## DATASET EXTRACT:
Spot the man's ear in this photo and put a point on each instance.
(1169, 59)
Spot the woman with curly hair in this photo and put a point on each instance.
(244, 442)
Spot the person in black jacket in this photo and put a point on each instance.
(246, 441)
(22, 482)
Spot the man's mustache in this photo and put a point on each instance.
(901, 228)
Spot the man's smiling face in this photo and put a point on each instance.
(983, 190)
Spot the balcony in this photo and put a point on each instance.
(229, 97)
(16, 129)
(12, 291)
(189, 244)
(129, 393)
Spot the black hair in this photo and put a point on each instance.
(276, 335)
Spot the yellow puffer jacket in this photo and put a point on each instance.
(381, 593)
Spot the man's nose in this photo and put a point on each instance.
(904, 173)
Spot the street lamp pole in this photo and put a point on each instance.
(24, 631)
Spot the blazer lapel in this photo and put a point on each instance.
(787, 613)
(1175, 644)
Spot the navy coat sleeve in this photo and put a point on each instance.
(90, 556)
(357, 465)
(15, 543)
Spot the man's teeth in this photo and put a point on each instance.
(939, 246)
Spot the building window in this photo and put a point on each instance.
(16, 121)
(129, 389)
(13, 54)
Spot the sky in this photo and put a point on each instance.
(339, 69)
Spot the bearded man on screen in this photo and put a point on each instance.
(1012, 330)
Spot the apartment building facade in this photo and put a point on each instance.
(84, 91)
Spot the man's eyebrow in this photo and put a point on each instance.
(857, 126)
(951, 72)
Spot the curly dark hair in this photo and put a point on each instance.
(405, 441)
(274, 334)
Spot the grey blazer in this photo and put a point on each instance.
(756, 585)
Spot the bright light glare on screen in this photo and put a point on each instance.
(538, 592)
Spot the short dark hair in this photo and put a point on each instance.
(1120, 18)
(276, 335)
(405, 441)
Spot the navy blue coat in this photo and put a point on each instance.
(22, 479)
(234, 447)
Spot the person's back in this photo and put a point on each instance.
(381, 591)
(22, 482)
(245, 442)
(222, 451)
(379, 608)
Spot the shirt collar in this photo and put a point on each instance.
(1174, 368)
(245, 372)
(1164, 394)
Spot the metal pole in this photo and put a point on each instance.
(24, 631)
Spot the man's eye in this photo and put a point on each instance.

## REQUIRED WORK:
Please write out the entries above in full, exactly as they read.

## WORKED SOLUTION:
Spot the man's ear in this photo and put a point on each instance.
(1169, 59)
Spot the woman with curly hair in this photo and put a point on each instance.
(244, 442)
Spot the person in black jacket in this photo and put a point on each instance.
(246, 441)
(22, 482)
Spot the man's mustache in this photo and put a point on each instance.
(901, 228)
Spot the man's smiling face in this photo and put a point on each instance.
(983, 190)
Spot the balcony in this photo and put a point on each instance.
(229, 97)
(16, 129)
(12, 291)
(189, 244)
(129, 393)
Spot the black hair in this photo and put a point on each instance.
(276, 335)
Spot the yellow puffer jacket in this photo and put a point on each instance.
(381, 593)
Spot the man's nose in this photo and put a point on each instance.
(904, 173)
Spot the street lamp pole in this photo and put a point on each instance.
(24, 631)
Spot the blazer lapel in this photo and put a point on each instance.
(787, 613)
(1175, 644)
Spot the navy coat sleeve in this photo and put a point on each instance.
(90, 556)
(357, 465)
(15, 543)
Spot the man's teeth in this photo and put a point on each instance.
(939, 246)
Spot the building window in this photo and put a point on each instance.
(16, 121)
(129, 389)
(13, 54)
Spot the sky in this photo and put a point on each instance.
(339, 69)
Spot the bearded man on screen in this photo and put a point on each instance.
(1012, 330)
Spot the apartment building facade in this photo and put a point on each instance.
(84, 91)
Spot the man's eyebrow in this photo and put a point on each instance.
(857, 126)
(951, 72)
Spot the curly dark hair in this photo and put a point on each instance.
(405, 441)
(274, 334)
Spot the grey blazer in this photo and put a point on each instance.
(756, 585)
Spot the bright light glare on screen in this photo and put a point on each instance.
(538, 592)
Spot the short dark hair in this photo and put a point on each instance.
(1120, 18)
(276, 335)
(405, 441)
Spot the navy blue coat in this photo and put a point on each instance.
(22, 479)
(234, 447)
Spot the person's back in this photo and put a point on each instance.
(381, 591)
(22, 482)
(245, 442)
(222, 451)
(379, 608)
Spot the shirt collar in this photo and put a point on each instance.
(1174, 368)
(245, 372)
(1164, 394)
Spot the metal pole in this photo and put a point on each instance.
(24, 631)
Spot the man's eye in this photo and put a point on each instance.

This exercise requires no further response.